-- Dataset excerpts follows --

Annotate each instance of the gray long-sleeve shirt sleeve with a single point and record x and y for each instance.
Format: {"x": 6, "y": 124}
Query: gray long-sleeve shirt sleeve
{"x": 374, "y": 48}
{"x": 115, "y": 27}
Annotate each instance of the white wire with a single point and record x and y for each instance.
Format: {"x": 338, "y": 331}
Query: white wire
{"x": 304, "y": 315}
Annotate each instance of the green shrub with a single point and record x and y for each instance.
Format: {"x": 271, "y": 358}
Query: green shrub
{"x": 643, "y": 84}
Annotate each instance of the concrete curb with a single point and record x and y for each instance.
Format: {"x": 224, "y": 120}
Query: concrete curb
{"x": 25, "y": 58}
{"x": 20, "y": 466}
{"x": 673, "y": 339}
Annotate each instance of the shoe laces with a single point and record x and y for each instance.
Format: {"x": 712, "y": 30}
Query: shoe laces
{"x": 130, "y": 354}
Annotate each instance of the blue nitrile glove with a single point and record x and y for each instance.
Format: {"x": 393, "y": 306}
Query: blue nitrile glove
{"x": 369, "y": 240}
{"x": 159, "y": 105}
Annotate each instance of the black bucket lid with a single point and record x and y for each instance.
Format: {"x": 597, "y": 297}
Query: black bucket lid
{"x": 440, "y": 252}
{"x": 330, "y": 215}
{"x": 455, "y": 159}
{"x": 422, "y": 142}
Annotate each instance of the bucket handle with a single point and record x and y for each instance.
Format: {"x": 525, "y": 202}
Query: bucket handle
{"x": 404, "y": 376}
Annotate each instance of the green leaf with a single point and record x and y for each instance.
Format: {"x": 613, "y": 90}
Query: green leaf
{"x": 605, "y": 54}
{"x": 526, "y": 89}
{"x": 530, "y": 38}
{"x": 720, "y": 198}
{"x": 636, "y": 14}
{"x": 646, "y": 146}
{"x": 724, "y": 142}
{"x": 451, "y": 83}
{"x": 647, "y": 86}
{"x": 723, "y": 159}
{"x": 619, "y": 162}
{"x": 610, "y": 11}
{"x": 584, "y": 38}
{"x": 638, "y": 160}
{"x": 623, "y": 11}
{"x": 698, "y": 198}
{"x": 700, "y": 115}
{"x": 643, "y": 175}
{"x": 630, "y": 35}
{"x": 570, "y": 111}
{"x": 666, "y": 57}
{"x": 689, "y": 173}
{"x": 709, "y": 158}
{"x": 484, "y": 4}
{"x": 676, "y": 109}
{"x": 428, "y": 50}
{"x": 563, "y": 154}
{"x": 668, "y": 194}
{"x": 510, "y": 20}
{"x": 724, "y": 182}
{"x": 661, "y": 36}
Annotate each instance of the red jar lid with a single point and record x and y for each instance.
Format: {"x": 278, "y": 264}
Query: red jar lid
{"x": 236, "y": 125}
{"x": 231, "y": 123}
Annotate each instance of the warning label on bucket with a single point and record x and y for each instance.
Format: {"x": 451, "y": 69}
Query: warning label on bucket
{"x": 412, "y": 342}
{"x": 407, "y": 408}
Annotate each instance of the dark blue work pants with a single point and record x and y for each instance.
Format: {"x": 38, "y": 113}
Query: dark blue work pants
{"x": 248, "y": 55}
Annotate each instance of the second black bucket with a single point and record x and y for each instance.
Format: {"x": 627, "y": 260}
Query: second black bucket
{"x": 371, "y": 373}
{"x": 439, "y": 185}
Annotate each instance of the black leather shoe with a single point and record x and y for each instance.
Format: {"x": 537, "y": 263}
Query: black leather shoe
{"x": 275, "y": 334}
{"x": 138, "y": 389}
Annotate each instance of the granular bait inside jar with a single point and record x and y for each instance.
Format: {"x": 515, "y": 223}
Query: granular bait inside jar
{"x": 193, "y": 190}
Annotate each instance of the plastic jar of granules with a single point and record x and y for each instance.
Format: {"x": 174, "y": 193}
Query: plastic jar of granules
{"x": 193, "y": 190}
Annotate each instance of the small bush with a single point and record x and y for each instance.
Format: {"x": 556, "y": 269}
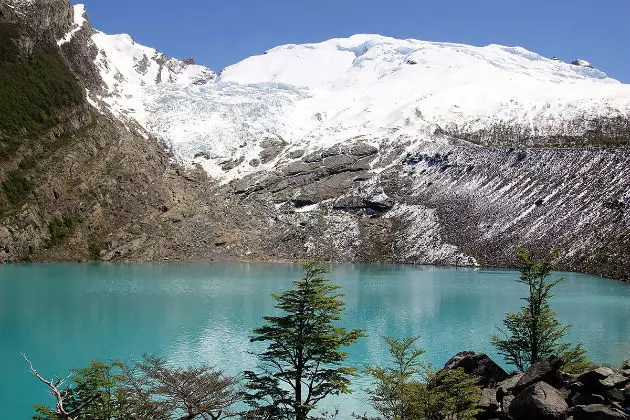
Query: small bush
{"x": 33, "y": 91}
{"x": 59, "y": 230}
{"x": 16, "y": 187}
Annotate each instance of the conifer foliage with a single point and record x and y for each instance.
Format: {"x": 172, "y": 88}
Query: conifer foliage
{"x": 303, "y": 362}
{"x": 535, "y": 333}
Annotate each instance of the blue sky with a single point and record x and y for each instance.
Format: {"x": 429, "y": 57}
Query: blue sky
{"x": 220, "y": 33}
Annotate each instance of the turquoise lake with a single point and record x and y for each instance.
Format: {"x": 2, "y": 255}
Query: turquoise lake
{"x": 65, "y": 315}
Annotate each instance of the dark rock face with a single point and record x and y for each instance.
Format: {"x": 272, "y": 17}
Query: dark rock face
{"x": 596, "y": 412}
{"x": 539, "y": 401}
{"x": 479, "y": 366}
{"x": 544, "y": 370}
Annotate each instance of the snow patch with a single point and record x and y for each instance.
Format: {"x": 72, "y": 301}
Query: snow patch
{"x": 80, "y": 18}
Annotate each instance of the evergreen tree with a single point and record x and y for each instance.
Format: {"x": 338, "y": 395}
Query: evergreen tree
{"x": 411, "y": 390}
{"x": 303, "y": 362}
{"x": 395, "y": 393}
{"x": 534, "y": 333}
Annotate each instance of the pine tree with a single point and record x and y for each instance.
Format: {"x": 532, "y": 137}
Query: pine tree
{"x": 410, "y": 390}
{"x": 395, "y": 391}
{"x": 534, "y": 333}
{"x": 303, "y": 362}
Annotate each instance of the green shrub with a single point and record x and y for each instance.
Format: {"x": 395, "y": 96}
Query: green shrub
{"x": 59, "y": 230}
{"x": 16, "y": 187}
{"x": 33, "y": 91}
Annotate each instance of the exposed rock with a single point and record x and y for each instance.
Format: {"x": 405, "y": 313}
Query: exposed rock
{"x": 488, "y": 402}
{"x": 349, "y": 202}
{"x": 478, "y": 365}
{"x": 294, "y": 154}
{"x": 586, "y": 398}
{"x": 596, "y": 412}
{"x": 339, "y": 163}
{"x": 547, "y": 370}
{"x": 295, "y": 168}
{"x": 380, "y": 202}
{"x": 539, "y": 401}
{"x": 595, "y": 375}
{"x": 507, "y": 386}
{"x": 615, "y": 380}
{"x": 362, "y": 150}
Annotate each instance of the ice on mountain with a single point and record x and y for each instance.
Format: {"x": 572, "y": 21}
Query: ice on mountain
{"x": 359, "y": 86}
{"x": 582, "y": 63}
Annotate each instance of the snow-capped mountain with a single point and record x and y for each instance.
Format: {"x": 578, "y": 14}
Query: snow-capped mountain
{"x": 378, "y": 89}
{"x": 365, "y": 149}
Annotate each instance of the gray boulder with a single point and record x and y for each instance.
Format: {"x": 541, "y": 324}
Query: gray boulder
{"x": 478, "y": 365}
{"x": 539, "y": 401}
{"x": 547, "y": 370}
{"x": 596, "y": 412}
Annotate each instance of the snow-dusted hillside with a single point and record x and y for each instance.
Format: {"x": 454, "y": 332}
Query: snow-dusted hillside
{"x": 382, "y": 90}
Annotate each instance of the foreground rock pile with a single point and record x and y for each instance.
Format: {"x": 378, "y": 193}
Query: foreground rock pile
{"x": 544, "y": 392}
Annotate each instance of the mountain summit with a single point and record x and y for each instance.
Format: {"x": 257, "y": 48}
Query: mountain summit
{"x": 362, "y": 149}
{"x": 381, "y": 89}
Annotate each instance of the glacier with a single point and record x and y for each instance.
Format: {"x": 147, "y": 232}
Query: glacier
{"x": 372, "y": 88}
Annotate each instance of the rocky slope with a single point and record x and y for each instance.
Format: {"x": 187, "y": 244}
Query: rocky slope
{"x": 384, "y": 151}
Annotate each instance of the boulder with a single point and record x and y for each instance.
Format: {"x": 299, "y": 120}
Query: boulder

-- Dataset excerpts concluded --

## Exercise aim:
No lines before the one containing "Query: glacier" belong in the answer; write out that line and each one after it exactly, through the end of the records.

## Response box:
Query: glacier
{"x": 372, "y": 88}
Annotate each instance of the rocky slope with a single point and record x and y for each instance.
Format: {"x": 187, "y": 244}
Query: rocky slope
{"x": 384, "y": 151}
Annotate each instance of the boulder with a single point and record x and y for each instance.
Format: {"x": 299, "y": 120}
Query: boulder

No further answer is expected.